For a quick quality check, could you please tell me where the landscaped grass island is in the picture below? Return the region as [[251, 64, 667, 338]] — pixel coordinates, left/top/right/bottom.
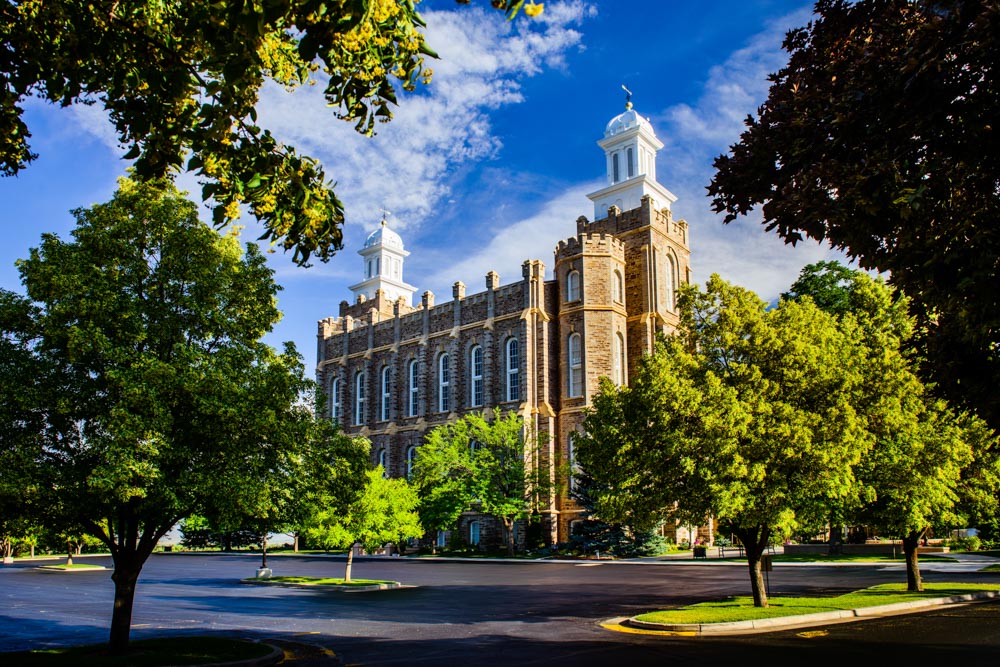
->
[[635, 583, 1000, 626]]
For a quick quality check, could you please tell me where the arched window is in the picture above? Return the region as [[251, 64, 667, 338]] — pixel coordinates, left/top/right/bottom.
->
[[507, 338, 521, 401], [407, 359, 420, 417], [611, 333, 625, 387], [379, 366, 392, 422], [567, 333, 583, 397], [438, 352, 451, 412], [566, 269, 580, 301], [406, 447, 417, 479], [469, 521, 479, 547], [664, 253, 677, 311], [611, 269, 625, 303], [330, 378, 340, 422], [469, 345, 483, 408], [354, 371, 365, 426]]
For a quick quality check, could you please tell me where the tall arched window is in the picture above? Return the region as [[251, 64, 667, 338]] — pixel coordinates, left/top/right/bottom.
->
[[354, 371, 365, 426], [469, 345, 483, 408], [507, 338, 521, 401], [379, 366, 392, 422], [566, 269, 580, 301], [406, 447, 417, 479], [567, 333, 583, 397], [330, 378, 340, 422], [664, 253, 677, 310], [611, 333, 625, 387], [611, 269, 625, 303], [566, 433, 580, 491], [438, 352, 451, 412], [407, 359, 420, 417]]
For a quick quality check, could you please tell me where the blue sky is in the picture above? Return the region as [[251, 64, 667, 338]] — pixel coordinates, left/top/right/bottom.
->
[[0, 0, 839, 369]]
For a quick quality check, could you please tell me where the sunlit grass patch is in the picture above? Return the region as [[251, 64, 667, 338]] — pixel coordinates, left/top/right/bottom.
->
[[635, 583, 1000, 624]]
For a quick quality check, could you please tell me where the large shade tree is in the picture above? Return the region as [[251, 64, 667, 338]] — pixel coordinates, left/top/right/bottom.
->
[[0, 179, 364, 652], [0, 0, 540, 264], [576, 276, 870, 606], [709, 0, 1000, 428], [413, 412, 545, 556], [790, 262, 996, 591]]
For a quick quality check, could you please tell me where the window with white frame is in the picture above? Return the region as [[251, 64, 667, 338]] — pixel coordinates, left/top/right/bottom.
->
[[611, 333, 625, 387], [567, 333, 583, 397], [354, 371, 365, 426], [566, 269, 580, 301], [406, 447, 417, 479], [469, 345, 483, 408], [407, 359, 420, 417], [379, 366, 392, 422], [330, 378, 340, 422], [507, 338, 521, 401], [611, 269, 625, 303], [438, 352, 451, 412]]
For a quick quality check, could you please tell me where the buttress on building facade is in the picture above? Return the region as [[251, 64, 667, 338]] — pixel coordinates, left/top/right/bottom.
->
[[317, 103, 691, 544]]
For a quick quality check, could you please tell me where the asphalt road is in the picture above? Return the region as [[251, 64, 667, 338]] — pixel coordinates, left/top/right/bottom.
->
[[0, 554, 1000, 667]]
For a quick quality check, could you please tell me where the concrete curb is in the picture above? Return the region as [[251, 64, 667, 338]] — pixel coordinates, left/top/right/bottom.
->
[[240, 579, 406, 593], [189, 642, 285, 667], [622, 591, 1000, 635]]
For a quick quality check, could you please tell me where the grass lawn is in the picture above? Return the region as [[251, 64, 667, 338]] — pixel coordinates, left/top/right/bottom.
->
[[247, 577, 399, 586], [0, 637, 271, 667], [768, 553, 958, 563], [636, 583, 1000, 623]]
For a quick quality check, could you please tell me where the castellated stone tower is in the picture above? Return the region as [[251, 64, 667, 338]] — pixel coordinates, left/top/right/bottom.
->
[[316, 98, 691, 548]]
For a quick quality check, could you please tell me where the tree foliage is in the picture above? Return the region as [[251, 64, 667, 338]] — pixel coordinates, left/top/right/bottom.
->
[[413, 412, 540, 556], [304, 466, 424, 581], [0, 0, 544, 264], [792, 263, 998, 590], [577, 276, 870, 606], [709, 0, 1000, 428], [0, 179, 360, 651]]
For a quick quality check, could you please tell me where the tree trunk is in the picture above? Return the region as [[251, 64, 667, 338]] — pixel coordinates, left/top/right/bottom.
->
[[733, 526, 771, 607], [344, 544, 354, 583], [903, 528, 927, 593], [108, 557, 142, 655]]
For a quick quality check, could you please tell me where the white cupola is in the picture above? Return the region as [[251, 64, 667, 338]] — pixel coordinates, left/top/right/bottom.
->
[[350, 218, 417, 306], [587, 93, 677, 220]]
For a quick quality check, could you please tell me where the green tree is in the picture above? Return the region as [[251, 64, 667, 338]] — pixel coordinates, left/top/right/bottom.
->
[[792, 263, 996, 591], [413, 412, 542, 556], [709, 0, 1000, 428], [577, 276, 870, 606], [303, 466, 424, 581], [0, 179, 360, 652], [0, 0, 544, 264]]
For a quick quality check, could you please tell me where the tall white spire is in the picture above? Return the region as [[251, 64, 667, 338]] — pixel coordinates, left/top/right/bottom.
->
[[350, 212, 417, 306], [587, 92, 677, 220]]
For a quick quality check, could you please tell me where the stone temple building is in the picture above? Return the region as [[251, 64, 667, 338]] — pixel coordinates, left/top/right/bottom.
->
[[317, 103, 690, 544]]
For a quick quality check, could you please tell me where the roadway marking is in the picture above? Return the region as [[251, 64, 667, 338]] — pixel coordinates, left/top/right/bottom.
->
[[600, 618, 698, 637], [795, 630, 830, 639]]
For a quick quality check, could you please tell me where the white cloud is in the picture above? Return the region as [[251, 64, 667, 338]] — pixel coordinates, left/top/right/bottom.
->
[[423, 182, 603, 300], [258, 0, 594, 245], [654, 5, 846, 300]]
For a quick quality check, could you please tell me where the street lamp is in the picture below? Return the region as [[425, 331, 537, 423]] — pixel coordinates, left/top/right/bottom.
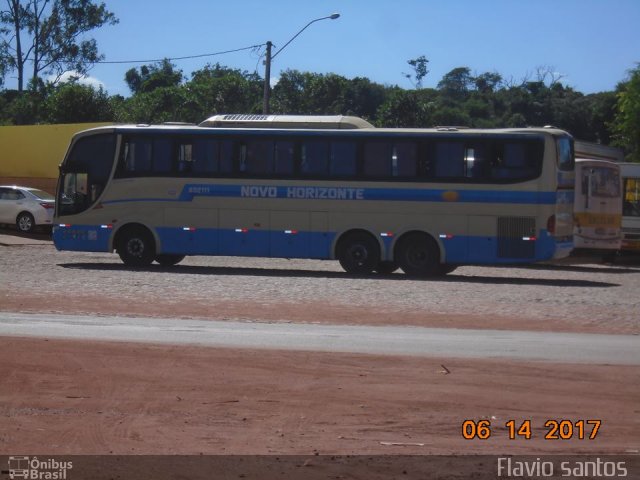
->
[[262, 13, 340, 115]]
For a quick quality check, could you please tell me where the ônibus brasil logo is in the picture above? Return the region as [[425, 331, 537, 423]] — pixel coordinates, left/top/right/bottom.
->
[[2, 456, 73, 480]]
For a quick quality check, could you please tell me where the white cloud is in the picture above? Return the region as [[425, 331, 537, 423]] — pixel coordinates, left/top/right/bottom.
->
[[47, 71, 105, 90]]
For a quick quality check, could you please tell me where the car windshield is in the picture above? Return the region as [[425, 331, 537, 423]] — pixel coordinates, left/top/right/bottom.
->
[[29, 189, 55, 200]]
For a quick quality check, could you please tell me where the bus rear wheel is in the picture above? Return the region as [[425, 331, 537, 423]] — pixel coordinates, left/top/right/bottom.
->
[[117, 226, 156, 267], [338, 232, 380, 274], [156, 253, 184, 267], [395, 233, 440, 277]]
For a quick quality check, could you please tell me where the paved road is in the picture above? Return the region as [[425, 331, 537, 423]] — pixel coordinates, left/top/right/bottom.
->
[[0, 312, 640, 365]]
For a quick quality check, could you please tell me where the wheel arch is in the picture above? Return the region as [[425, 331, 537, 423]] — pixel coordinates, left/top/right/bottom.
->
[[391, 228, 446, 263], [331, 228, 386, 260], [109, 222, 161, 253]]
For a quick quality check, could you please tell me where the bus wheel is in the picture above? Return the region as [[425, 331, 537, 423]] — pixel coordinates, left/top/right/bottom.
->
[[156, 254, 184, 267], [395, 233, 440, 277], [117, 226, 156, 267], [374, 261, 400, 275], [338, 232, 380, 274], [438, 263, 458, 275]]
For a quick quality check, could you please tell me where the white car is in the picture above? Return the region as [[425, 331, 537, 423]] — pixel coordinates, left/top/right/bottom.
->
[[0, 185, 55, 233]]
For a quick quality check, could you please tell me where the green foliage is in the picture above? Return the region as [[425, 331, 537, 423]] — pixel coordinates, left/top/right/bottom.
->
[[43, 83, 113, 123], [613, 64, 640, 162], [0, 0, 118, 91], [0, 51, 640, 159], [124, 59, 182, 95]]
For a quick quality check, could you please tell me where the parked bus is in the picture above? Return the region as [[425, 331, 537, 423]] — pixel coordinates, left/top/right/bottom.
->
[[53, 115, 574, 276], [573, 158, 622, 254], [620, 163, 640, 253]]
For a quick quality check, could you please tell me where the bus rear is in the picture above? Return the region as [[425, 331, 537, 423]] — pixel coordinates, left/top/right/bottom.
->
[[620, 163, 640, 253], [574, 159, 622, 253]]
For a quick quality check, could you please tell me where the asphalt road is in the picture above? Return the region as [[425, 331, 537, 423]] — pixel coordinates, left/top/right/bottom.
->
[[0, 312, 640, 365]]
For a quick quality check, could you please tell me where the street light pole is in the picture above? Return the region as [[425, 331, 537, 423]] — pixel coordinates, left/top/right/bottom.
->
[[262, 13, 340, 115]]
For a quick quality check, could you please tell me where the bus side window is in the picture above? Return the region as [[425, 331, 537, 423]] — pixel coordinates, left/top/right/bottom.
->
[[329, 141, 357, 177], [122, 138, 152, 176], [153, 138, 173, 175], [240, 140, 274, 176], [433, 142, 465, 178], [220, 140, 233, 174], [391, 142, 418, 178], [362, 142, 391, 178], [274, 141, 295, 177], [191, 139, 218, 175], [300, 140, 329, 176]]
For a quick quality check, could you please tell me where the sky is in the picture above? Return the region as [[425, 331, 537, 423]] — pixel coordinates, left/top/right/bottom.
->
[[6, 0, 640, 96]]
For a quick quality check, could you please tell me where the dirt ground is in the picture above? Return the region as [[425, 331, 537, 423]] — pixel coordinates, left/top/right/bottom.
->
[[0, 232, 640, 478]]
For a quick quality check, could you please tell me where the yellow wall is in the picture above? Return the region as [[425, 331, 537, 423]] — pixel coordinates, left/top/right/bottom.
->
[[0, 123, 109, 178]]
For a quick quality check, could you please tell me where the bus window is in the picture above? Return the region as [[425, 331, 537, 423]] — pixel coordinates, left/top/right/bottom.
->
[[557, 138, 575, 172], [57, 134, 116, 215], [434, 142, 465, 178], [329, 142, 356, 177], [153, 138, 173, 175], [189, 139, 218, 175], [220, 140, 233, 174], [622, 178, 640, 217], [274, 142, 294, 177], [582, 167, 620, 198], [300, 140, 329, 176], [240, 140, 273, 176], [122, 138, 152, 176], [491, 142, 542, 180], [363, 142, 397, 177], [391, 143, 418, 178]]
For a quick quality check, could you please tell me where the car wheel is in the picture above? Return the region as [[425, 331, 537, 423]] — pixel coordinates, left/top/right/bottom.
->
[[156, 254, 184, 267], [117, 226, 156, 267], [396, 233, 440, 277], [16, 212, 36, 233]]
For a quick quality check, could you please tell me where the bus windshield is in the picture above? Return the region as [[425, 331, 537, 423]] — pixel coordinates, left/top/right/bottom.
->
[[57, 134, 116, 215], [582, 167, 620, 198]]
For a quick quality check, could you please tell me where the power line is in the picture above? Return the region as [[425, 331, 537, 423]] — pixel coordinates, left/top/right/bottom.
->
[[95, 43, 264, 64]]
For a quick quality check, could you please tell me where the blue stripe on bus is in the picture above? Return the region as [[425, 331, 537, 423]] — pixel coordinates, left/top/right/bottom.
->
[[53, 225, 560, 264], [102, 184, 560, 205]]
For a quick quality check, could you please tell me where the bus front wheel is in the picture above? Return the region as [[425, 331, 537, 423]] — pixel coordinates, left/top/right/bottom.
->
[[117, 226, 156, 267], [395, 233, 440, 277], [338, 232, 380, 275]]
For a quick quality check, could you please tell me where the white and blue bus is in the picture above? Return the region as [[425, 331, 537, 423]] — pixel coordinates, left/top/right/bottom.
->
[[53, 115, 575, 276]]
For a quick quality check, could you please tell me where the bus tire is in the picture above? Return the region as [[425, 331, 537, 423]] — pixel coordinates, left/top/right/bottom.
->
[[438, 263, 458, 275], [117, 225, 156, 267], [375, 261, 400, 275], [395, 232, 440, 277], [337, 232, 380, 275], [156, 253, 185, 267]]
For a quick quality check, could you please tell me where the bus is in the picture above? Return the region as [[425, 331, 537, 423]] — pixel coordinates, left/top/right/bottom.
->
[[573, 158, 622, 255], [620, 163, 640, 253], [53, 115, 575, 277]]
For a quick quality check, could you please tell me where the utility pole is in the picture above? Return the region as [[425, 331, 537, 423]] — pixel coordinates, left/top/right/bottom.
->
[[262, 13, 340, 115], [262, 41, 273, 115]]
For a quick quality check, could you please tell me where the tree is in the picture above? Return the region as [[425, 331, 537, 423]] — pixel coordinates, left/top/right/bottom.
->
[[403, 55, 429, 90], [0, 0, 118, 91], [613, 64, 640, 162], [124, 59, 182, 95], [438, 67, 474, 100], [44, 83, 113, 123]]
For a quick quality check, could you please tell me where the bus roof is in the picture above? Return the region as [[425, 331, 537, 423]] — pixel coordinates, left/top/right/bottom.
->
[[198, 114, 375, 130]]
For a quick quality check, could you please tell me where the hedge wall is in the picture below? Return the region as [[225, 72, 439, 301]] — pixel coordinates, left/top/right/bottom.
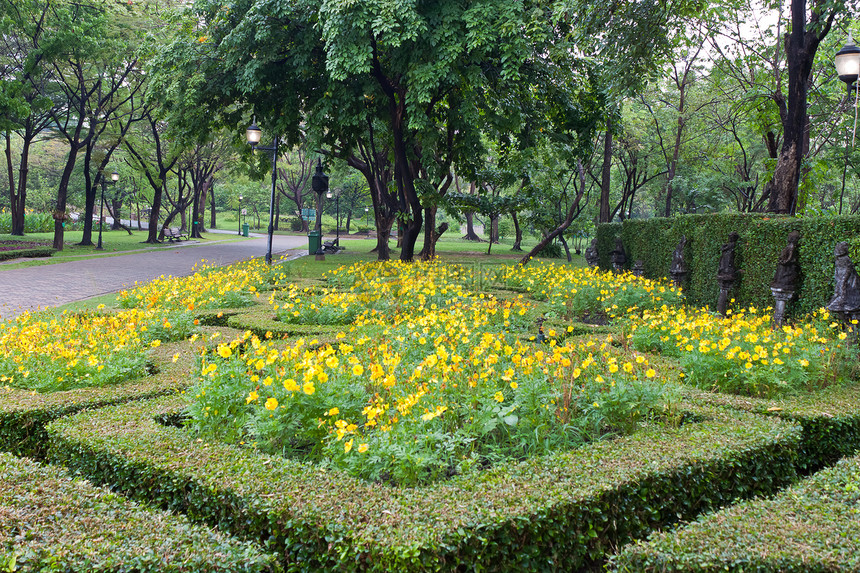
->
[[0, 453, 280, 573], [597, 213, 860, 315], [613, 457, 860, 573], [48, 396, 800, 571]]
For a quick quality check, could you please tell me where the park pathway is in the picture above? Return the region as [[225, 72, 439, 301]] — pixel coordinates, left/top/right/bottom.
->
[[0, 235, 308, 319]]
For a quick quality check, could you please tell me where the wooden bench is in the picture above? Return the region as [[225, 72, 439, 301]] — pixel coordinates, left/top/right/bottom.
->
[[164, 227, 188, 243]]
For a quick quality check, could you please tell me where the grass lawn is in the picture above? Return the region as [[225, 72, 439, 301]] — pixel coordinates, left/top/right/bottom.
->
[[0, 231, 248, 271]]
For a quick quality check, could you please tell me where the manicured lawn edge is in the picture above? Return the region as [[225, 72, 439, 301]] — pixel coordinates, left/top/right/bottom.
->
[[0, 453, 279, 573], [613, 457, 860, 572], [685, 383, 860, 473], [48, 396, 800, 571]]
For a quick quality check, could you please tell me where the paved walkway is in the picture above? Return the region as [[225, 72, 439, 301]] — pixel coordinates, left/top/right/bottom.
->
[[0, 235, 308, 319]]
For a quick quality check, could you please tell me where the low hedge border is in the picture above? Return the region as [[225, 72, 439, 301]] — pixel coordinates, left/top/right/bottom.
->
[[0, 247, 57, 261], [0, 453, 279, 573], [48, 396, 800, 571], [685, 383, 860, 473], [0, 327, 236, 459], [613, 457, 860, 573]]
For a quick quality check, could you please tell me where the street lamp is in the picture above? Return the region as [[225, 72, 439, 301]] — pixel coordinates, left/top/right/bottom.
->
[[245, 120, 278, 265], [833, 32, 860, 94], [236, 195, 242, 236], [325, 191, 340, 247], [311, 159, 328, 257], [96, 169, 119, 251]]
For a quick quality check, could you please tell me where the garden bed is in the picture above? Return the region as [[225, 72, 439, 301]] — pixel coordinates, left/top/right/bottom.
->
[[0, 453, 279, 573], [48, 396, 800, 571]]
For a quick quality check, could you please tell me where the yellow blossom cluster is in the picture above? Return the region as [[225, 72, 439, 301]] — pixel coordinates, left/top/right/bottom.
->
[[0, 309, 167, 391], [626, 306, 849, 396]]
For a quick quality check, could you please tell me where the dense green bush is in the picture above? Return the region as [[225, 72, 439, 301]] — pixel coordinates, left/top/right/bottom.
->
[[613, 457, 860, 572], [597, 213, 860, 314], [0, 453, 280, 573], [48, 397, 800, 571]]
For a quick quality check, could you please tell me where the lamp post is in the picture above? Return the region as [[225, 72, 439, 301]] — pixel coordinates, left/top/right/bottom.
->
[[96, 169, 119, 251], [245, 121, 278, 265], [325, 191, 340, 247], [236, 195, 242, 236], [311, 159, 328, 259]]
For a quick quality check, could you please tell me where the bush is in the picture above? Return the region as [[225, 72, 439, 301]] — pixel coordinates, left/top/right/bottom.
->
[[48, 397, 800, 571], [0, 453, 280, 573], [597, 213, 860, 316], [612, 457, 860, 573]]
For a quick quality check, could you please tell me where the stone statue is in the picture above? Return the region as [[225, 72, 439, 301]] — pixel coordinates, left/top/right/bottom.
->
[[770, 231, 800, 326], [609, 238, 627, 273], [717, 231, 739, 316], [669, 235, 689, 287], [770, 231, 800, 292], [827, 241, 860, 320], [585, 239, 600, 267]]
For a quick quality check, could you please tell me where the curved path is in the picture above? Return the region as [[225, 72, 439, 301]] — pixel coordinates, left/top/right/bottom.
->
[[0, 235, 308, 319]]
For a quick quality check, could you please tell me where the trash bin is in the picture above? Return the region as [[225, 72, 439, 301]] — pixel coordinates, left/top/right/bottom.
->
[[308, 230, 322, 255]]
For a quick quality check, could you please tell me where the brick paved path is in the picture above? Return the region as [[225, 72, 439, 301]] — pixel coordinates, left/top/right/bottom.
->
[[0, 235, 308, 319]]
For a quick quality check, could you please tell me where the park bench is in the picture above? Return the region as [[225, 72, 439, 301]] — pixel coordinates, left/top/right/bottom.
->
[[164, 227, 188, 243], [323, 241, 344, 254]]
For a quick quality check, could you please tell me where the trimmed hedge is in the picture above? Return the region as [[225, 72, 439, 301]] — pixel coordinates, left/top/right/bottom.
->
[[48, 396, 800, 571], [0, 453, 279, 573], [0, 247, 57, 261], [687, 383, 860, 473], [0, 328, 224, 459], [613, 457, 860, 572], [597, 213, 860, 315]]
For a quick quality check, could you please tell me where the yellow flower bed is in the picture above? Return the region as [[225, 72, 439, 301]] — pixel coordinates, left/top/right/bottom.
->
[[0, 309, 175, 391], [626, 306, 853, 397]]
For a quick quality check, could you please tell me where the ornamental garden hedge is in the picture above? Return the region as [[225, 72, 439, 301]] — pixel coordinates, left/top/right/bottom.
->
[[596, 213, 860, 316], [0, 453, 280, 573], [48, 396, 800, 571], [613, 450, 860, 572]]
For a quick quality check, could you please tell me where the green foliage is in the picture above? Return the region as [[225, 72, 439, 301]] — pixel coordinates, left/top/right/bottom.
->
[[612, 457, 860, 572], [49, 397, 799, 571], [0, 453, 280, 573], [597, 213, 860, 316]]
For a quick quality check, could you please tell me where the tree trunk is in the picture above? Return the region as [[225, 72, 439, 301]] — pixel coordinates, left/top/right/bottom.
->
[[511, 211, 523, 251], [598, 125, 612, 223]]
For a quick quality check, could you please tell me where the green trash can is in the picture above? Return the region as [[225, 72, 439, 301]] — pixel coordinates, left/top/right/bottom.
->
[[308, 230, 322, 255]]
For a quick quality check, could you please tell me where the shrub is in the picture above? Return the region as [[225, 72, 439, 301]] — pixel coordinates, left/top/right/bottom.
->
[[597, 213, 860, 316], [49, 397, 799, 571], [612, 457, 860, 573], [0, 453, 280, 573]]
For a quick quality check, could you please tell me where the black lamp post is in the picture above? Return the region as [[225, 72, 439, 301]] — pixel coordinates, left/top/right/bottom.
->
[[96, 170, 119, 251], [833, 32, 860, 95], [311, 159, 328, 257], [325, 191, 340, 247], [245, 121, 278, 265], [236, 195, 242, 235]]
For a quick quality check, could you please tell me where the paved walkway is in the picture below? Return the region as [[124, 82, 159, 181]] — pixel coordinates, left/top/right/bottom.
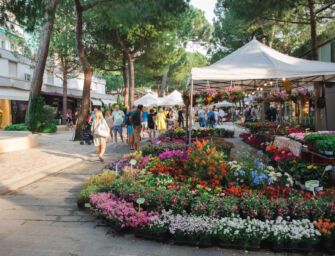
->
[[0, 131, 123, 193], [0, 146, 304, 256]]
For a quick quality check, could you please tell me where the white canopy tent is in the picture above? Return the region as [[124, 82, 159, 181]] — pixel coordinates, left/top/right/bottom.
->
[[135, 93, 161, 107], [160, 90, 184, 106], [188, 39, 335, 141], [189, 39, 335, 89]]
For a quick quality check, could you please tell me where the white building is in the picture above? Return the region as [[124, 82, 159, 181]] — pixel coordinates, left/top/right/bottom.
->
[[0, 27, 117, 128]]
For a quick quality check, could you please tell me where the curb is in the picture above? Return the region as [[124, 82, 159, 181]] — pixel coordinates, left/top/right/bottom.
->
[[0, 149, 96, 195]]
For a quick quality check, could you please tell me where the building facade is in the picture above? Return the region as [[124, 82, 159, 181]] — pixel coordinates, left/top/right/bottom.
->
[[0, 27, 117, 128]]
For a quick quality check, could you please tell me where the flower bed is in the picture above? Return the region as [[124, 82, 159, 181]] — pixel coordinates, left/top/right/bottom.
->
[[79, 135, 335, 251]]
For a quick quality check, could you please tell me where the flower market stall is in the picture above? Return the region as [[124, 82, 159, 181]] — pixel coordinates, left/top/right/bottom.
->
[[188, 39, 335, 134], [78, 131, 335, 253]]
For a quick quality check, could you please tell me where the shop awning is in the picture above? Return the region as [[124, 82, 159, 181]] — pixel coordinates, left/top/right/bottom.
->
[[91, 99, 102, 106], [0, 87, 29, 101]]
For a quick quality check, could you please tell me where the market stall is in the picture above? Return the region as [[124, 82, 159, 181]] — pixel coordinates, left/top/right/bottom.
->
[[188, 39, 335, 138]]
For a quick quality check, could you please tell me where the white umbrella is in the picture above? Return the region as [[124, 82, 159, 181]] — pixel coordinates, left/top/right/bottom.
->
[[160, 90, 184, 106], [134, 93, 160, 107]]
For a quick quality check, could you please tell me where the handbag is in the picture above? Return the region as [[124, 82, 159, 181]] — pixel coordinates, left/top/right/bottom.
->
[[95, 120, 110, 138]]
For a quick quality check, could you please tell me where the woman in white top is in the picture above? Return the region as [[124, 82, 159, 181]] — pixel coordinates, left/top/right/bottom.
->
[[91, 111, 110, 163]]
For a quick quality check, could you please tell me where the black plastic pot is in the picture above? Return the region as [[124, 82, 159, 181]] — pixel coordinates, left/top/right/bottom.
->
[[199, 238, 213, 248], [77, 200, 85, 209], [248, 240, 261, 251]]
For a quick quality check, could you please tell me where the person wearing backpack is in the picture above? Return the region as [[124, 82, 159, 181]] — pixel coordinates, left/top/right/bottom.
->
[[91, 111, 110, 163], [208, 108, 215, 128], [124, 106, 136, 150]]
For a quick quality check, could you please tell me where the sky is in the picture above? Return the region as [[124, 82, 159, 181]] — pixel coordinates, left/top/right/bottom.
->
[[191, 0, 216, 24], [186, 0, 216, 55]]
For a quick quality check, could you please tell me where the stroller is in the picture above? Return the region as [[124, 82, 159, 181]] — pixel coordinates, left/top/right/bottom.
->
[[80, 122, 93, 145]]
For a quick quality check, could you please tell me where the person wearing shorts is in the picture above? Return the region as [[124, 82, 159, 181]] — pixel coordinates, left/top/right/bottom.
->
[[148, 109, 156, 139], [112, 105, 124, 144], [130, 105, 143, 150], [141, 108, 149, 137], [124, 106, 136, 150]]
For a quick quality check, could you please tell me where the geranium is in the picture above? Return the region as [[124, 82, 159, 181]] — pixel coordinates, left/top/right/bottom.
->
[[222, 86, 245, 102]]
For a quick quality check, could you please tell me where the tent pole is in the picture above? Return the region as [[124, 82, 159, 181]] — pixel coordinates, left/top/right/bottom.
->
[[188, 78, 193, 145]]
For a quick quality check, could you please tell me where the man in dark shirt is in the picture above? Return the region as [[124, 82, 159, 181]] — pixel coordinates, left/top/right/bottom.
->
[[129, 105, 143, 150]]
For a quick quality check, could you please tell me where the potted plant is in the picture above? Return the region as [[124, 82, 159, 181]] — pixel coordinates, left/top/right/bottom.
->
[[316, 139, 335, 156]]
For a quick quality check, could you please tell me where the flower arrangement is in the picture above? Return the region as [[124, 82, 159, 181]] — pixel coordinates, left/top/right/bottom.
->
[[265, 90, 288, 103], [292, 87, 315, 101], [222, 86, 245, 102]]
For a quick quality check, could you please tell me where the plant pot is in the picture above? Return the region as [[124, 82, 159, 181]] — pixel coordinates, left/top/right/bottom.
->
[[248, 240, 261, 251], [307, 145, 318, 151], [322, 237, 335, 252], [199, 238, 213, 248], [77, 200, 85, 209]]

_Job_: Change "bus windshield" to "front window of the bus" in the stretch from the line containing "the car wheel" through the line containing "[[95, 43, 264, 64]]", and give those lines back with nothing else altered.

_Exercise output_:
For a quick quality check, could you please tell me where the car wheel is in the picture above? Return the region as [[425, 331, 537, 423]] — pixel coordinates, left/top/right/bottom.
->
[[156, 254, 184, 267], [117, 226, 156, 267], [396, 233, 440, 277], [16, 212, 36, 233]]
For a quick quality check, could you please tell me where the front window of the bus is in the picture above? Return the region as [[425, 331, 537, 423]] — pixel coordinates, left/top/right/bottom.
->
[[57, 134, 116, 215], [582, 167, 620, 198]]
For a quick quality check, could you please tell me where the power line is in the picture above? Return the region as [[425, 331, 537, 423]] — pixel coordinates, left/top/right/bottom.
->
[[95, 43, 264, 64]]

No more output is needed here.